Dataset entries
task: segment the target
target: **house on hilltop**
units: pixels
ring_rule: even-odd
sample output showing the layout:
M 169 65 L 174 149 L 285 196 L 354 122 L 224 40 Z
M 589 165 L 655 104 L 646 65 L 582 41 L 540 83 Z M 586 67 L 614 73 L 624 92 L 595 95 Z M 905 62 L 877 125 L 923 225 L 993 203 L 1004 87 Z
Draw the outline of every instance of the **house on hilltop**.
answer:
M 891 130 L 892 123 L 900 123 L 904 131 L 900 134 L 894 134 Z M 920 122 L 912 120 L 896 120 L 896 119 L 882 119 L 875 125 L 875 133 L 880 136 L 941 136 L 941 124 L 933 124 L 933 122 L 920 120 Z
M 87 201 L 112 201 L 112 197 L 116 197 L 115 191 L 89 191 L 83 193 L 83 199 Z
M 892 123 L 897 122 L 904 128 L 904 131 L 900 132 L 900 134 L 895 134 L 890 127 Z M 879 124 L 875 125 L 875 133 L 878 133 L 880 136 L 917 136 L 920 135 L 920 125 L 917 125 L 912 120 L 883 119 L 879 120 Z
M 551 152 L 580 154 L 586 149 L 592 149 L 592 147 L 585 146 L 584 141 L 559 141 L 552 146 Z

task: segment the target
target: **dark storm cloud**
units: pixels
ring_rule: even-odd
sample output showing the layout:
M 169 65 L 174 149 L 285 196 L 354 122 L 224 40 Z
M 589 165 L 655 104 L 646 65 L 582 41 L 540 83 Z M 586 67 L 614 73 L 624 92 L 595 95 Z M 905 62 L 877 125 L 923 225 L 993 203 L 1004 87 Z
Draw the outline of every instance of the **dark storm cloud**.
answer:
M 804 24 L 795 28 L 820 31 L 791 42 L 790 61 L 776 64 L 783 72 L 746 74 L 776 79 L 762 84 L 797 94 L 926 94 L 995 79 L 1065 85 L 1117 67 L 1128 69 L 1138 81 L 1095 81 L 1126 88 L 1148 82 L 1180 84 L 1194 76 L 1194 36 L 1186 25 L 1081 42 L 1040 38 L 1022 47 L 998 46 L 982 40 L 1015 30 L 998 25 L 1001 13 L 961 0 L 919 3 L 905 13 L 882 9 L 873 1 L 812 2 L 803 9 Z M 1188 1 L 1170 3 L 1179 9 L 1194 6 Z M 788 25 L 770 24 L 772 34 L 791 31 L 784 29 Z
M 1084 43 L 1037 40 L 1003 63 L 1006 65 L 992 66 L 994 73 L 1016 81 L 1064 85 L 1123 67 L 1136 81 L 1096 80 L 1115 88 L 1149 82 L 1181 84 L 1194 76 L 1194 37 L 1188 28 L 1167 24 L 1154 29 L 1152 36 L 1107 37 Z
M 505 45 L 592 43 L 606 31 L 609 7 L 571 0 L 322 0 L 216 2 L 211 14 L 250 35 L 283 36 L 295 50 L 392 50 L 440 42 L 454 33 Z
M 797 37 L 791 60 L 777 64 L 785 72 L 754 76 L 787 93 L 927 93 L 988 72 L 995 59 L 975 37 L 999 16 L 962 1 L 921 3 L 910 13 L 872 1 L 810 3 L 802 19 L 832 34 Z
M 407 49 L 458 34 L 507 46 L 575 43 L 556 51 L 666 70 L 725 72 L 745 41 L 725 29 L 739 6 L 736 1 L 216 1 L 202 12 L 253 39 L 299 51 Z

**Task description**: Each line of the records that holds the word "storm" should be copied out.

**Your response**:
target: **dark storm cloud**
Draw the outline of every instance of the **dark storm cloud**.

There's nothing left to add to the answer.